----- Input for this task -----
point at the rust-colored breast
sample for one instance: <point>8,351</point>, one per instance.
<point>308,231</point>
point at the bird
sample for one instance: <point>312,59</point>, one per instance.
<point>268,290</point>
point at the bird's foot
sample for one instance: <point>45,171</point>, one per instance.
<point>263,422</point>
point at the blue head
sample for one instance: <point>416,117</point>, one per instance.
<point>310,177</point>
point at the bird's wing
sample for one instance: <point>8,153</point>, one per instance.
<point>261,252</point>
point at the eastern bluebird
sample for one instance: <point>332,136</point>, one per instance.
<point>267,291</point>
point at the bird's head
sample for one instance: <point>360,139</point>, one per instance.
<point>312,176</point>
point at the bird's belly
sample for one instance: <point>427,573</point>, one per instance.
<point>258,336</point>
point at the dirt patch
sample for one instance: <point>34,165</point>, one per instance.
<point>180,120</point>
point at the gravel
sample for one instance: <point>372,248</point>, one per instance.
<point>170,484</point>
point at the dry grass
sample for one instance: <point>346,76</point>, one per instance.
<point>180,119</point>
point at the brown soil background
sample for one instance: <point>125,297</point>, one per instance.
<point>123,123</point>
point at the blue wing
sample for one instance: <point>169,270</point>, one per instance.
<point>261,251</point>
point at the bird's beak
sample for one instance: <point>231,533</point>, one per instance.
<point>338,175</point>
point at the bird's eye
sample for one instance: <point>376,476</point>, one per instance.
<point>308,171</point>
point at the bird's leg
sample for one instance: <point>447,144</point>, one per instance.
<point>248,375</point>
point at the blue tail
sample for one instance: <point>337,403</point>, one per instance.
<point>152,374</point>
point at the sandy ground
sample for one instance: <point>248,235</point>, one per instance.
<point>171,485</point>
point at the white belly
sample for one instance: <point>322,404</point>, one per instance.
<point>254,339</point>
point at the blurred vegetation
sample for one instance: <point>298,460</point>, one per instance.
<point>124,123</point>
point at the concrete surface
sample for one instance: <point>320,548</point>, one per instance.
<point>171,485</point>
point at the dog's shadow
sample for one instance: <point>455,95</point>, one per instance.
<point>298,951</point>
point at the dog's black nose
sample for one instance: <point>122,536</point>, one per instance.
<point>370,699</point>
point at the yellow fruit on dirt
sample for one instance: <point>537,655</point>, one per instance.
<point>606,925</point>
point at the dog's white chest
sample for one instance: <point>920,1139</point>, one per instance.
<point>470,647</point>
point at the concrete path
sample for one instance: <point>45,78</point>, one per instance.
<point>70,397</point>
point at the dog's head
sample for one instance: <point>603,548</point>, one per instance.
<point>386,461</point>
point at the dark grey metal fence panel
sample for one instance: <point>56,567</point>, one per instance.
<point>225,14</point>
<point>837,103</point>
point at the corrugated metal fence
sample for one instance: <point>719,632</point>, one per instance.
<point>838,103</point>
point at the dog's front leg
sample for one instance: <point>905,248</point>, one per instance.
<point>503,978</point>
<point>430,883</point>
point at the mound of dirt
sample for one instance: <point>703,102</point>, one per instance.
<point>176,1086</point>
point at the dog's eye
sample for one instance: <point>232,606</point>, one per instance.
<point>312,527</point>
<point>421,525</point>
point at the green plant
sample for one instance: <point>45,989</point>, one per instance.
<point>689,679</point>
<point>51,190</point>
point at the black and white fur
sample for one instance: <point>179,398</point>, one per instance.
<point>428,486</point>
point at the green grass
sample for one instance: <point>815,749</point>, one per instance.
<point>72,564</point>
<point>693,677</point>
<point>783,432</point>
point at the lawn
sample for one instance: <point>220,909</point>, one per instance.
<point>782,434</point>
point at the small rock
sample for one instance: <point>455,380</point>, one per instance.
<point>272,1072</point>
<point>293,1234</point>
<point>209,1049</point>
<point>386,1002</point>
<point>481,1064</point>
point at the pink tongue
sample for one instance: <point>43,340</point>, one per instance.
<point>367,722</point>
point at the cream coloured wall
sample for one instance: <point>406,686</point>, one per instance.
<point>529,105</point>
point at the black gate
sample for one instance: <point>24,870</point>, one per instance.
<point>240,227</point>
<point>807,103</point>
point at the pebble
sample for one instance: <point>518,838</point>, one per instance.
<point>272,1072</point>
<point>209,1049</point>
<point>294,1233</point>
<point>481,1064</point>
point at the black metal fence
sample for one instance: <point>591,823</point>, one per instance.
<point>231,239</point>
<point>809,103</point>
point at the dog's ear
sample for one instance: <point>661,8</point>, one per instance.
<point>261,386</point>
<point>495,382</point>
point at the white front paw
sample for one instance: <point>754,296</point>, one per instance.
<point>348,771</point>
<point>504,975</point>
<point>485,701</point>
-----
§ Task objective
For this exercise, please retype exactly the lines in the listing from the line with "point at the black and white fur" through its last line, both ends included.

§ Exercise solution
point at the black and white fur
sample for one instance: <point>179,398</point>, one per instance.
<point>428,486</point>
point at the green grass
sample for one instance: <point>815,749</point>, one per instance.
<point>72,564</point>
<point>693,677</point>
<point>783,432</point>
point at the lawn
sample for one instance: <point>220,909</point>, one per instance.
<point>782,434</point>
point at the small rock
sample for one instance: <point>455,380</point>, one per instance.
<point>272,1072</point>
<point>293,1234</point>
<point>209,1049</point>
<point>386,1002</point>
<point>481,1064</point>
point at the pink tongue
sample for one instance: <point>43,340</point>, one per instance.
<point>367,722</point>
point at the cream coloured wall
sample for one instance: <point>406,686</point>, one per instance.
<point>529,105</point>
point at the black gate
sample for one instance: <point>24,870</point>, one per instance.
<point>240,227</point>
<point>807,103</point>
point at the pebble
sample for one instance: <point>518,838</point>, one per instance.
<point>272,1072</point>
<point>209,1049</point>
<point>294,1233</point>
<point>481,1064</point>
point at the black metal fence
sample for one instance: <point>591,823</point>, one per instance.
<point>231,239</point>
<point>809,103</point>
point at the dog's ear
sample for one instance: <point>661,8</point>, one per instance.
<point>261,386</point>
<point>495,382</point>
point at the white front paw
sample for one instance: <point>754,296</point>, one per instance.
<point>348,771</point>
<point>504,975</point>
<point>485,701</point>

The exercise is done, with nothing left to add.